+++ Selected extract

The Federal Reserve was established in 1913 by U. S. Congress for three key objectives following the Federal Reserve Act: to maximize employment, stabilize prices, and moderate long-term interest rates. The system is unique because it is a private entity outside governmental control that can make monetary policy terms that do not have to be approved by the President or Congress; however, the system does have some public and private sectors. Find out more about how the FED works.
Raising Interest Rates
The Federal Reserve Bank had been meeting this week to vote whether or not they will increase interest rates across the U.S. due to the improvement of the economy following the recession that began in 2008. Once a recession ends, unemployment rates stabilize, consumer spending increases, and inflation becomes a potential threat to wreak havoc to the economy once again. Interest rates rise to calm the economy, and to avoid the threat of another perilous economic recession.
The problem is that although the U.S. economy has improved substantially since 2008, the full recovery to being at the same place we were prior to the recession has not happened yet. Changes to monetary policy take 18 months to incorporate entirely into the system, and the Fed fears that if too much time passes, they will miss their window of opportunity to control the situation before the threat of inflation becomes imminent.
The Fed has a target of 2% inflation for 2015; an increase from their current 1% annual increase. A slight increase in inflation rates are encouraged, since these rates keep wages from going stagnant -or worse- decline. If inflation rates are not increasing slightly, the threat of deflation becomes rather prominent. So it’s true, rising interest rates are inevitable, the question is to how much longer will the Fed be convinced to hold off until the economy has been fully restored.
Other Factors to Consider
Quantitative Easing (QE) is the policy that allowed the Fed to purchase bonds from commercial banks, as well as private and governmental institutions. The Fed currently has close to $4 trillion worth of bonds in their possession. In return, they earn interest off these bonds which increases their annual net income which increases the amount of money that is given to the U.S. Treasury. QE is a policy that only functions properly with interest rates above zero. The policy ended this past October as interest rates have maintained a record low of just over zero for the past six years.

++++++
+++ Data for analysis

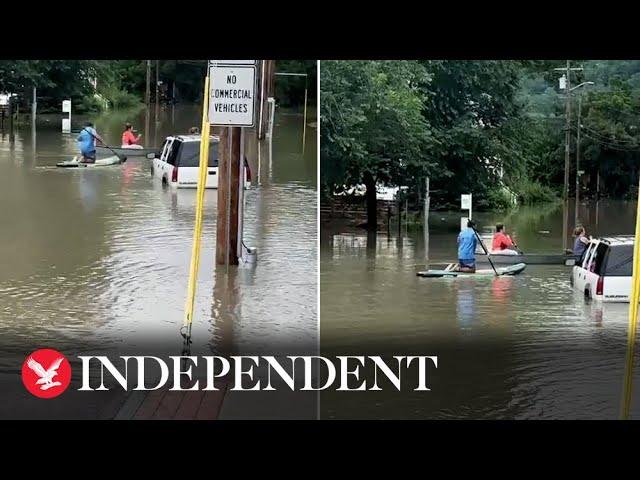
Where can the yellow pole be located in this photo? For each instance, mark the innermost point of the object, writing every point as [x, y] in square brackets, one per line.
[633, 320]
[197, 231]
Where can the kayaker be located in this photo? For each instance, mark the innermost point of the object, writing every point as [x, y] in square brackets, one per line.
[87, 143]
[467, 243]
[581, 242]
[128, 137]
[502, 243]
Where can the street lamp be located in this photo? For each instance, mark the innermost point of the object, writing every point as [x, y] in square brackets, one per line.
[578, 150]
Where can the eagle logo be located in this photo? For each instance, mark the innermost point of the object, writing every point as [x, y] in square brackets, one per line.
[46, 382]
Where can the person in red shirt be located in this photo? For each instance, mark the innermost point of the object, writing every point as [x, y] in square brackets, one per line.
[128, 138]
[502, 243]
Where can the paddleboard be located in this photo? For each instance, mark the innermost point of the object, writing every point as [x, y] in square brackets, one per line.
[510, 270]
[102, 162]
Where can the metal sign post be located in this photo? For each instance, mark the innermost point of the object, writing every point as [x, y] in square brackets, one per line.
[232, 104]
[66, 122]
[465, 204]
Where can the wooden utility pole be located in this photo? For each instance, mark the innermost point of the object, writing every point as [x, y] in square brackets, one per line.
[266, 90]
[147, 96]
[427, 201]
[262, 118]
[157, 88]
[34, 108]
[576, 217]
[11, 133]
[228, 196]
[567, 139]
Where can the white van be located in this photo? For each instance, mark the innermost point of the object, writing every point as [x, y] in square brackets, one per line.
[604, 270]
[179, 158]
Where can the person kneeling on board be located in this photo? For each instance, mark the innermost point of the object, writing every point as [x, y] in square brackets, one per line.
[87, 143]
[467, 243]
[502, 243]
[129, 140]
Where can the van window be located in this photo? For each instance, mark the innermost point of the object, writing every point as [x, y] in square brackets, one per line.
[619, 262]
[190, 154]
[597, 261]
[586, 255]
[173, 153]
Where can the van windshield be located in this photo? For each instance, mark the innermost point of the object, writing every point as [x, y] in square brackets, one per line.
[190, 154]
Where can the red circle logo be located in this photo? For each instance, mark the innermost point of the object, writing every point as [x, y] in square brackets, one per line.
[46, 373]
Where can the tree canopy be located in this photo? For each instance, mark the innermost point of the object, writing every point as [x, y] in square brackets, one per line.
[485, 127]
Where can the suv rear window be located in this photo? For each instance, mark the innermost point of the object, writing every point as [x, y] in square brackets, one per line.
[190, 154]
[619, 262]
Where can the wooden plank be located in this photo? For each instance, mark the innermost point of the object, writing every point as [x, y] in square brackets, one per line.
[212, 404]
[131, 406]
[150, 405]
[189, 406]
[168, 406]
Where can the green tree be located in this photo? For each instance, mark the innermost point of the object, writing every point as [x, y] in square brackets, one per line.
[372, 127]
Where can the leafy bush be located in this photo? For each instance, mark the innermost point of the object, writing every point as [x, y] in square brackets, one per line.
[499, 199]
[531, 192]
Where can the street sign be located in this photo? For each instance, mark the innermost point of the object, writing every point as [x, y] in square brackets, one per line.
[231, 95]
[231, 62]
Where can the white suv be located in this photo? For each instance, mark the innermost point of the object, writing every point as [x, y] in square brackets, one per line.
[604, 270]
[179, 158]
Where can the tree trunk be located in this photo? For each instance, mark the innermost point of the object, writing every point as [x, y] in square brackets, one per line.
[372, 210]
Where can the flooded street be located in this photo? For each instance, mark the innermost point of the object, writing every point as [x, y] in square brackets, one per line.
[98, 259]
[523, 347]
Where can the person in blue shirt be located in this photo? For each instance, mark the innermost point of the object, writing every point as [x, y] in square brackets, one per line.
[467, 243]
[87, 143]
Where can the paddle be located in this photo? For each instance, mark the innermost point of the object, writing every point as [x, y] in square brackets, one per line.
[485, 251]
[122, 158]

++++++

Action item A:
According to the Federal Reserve passage, why does the Fed worry about waiting too long to raise interest rates? Answer in one to three sentences.
Action item B:
From the Federal Reserve passage, extract the words that begin at "The Federal Reserve was" and stop after "the FED works.".
Action item C:
Answer these questions using the Federal Reserve passage:
(i) In what year was the Federal Reserve established?
(ii) What inflation target does the Fed have for 2015?
(iii) About how much in bonds does the Fed currently hold?
The records were taken from a different source.

Final answer A:
Changes to monetary policy take 18 months to work fully into the system. The Fed fears that if too much time passes, it will miss its window to control the situation before the threat of inflation becomes imminent.

Final answer B:
The Federal Reserve was established in 1913 by U. S. Congress for three key objectives following the Federal Reserve Act: to maximize employment, stabilize prices, and moderate long-term interest rates. The system is unique because it is a private entity outside governmental control that can make monetary policy terms that do not have to be approved by the President or Congress; however, the system does have some public and private sectors. Find out more about how the FED works.

Final answer C:
(i) 1913
(ii) 2%
(iii) Close to $4 trillion